_Written problem_. Pick up the news story on the Indiana early-voting bill after its last sentence and carry it forward.

_Provided passage_.
------------------------

By Marilyn Odendahl
The Indiana Citizen
February 26, 2026
The attempt to reduce early voting in Indiana seems to have died quietly during the Senate session on Monday, when the bill that included the controversial provision was not called for a second reading.
House Bill 1359, authored by Rep. Timothy Wesco, R-Osceola, would have allowed certain counties to scan ballots during the early-voting period, rather than placing them in secrecy envelopes and waiting until after the polls close on Election Day to feed them into the optical scanner. Some election officials were concerned that the change to the scanning process could potentially breach voter privacy.
HB 1359 moved through the House easily on a 71-to-20 vote with a few Democrats joining Republicans in supporting the measure.
The situation changed, however, when the bill appeared before the Senate Elections Committee, chaired by Sen. Mike Gaskill, R-Pendleton. He added language that would have slashed the state’s early-voting period from 28 days to 16 days but did not allow anyone from the public to testify about the amendment.
HB 1359 was placed on the Senate’s Feb. 19 calendar and then moved to the Feb. 23 calendar. Gaskill, who was the Senate sponsor of the bill, did not present the legislation either time.

“I spoke with Rep. Wesco before adding the amendment,” Gaskill said in an email. “However, neither the early voting provision nor the underlying bill has the support to pass the Senate at this time.”
Wesco did not respond to a request from The Indiana Citizen for comment.
Opposition to the amended HB 1359 escalated quickly outside the Statehouse. Thirteen voter-rights advocacy groups sent a letter to Senate President Pro Tempore Rodric Bray, R-Martinsville, on Monday, asking him to stop HB 1359. The organizations, which are part of the nonpartisan All IN for Democracy coalition, asserted that making such a “drastic change” only a few months before the May 2026 primary without “proper vetting” or public input was “simply wrong,” especially since a shortened early-voting period would lead to longer voting lines at polling sites and increase the stress on election workers.
“We believe it is appropriate for you to intervene in this matter because the language added to HB 1359 will make a major change to early voting in Indiana and the public was given no opportunity to speak on its impact at the committee hearing,” the coalition members wrote. “It is an affront to the process for such a significant amendment to be advanced without any input from election administrators or organizations representing voters.”
The three senators who voted against Gaskill’s amendment in committee – Republican Sen. Greg Walker, of Columbus, and Democratic Sens. Fady Qaddoura and J.D. Ford, both of Indianapolis – each filed a motion to restore a 28-day early-voting period provision to HB 1359. Since the bill was never called for a second reading, the motions were not presented or put up for a vote by the full Senate.

------------------------

_Record excerpts_.
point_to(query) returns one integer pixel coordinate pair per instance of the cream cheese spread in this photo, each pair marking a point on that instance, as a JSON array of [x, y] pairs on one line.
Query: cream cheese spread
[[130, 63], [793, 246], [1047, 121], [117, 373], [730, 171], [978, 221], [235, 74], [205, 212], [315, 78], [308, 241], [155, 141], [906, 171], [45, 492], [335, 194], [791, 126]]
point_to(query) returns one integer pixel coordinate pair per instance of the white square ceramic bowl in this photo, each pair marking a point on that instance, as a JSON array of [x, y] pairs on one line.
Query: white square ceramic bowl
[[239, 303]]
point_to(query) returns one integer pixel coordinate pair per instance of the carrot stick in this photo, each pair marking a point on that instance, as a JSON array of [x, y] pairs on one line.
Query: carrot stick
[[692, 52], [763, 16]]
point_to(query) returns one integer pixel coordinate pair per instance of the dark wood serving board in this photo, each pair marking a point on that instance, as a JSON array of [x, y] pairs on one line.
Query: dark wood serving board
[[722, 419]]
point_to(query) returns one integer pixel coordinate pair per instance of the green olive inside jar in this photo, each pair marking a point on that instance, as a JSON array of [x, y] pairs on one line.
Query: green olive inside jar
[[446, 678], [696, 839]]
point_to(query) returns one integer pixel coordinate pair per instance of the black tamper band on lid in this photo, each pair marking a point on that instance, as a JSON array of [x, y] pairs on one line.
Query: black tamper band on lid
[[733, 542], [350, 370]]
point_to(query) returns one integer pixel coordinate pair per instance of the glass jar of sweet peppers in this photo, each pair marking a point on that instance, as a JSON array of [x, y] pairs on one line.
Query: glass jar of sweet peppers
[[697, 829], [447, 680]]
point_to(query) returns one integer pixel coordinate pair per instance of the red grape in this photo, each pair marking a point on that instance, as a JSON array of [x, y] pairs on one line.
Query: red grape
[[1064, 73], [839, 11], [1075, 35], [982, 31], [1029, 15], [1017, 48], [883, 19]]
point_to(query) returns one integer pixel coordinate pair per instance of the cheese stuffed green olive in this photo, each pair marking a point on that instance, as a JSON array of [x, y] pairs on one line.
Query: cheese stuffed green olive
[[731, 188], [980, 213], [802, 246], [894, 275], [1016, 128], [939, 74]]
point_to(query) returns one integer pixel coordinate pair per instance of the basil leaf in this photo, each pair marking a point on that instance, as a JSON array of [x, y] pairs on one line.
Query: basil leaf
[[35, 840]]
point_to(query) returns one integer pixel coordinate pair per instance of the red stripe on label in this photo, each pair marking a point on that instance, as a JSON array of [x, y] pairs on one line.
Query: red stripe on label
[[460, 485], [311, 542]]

------------------------

_Answer for this exercise_.
Circuit court clerks in some counties had testified in support of the original version of HB 1359, when it received a hearing before the House Elections and Apportionment Committee in January. They told the legislators that being able to scan the ballot during early voting would save their counties time and money.
Nicole Browne, Monroe County Circuit Court Clerk and chair of the legislative committee for the Association of Circuit Court Clerks of Indiana, was among those who asked the House committee to pass HB 1359. She hopes lawmakers find a way to enact the bill’s initial intent before the legislative session ends this week.
“The original version of HB 1359 is a legislative priority bill for the Clerks Association and, for me, it was very disheartening to not see it come up for a second reading in the Senate,” Browne said in an email. “I remain hopeful that there are options for the original language to land somewhere prior to the end of session but that is not within my control.”
The concern with the original provisions in HB 1359 was that the new process could, essentially, lead to the identification of the individual voters and who they each voted for.
Under HB 1359, some counties that use the optical scan voting system would have been allowed to have their early voters feed their ballots into the optical scanning machine, rather than putting each ballot into a secrecy envelope. County clerks supporting the measure said the change in the process will enhance the safety and security of elections.
“With the passage of House Bill 1359, the ballot will be handled by election workers a minimum of only three times and, most importantly, the voter is the last person to touch their ballot before it is cast,” Amy Rolfes, clerk of the St. Joseph County Circuit Court, said during the House committee hearing. “So, this reinforces confidence in election integrity.”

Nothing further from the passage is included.